### Your instructions
Exact copy, pictures excluded: reproduce every record below.

Referring expression data
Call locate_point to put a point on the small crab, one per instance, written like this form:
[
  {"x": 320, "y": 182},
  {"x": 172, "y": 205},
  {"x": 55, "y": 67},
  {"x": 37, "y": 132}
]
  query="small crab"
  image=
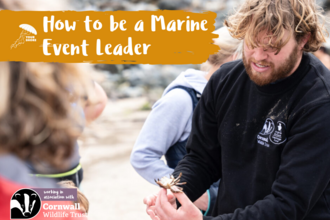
[{"x": 171, "y": 183}]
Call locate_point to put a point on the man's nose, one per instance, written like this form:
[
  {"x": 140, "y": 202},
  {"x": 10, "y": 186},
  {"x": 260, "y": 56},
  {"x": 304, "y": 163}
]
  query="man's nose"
[{"x": 260, "y": 54}]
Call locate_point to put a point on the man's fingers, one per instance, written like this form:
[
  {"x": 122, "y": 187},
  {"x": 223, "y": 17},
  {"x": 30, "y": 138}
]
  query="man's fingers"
[
  {"x": 167, "y": 207},
  {"x": 152, "y": 215},
  {"x": 150, "y": 200},
  {"x": 183, "y": 199}
]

### Response to the task
Call locate_point to put a point on the small crab, one per instance, written like this form:
[
  {"x": 320, "y": 182},
  {"x": 172, "y": 205},
  {"x": 55, "y": 67},
  {"x": 37, "y": 132}
]
  query="small crab"
  image=
[{"x": 171, "y": 183}]
Call locate_point to put a point on the man's nose, one per instance, written like this form:
[
  {"x": 140, "y": 202},
  {"x": 10, "y": 186},
  {"x": 260, "y": 56},
  {"x": 304, "y": 163}
]
  query="man's nose"
[{"x": 260, "y": 54}]
Call locate_point to put a point on the man's fingers, one per instance, written like this form:
[
  {"x": 122, "y": 187},
  {"x": 223, "y": 17},
  {"x": 30, "y": 138}
]
  query="man's fingers"
[
  {"x": 167, "y": 207},
  {"x": 152, "y": 215},
  {"x": 150, "y": 200},
  {"x": 183, "y": 199}
]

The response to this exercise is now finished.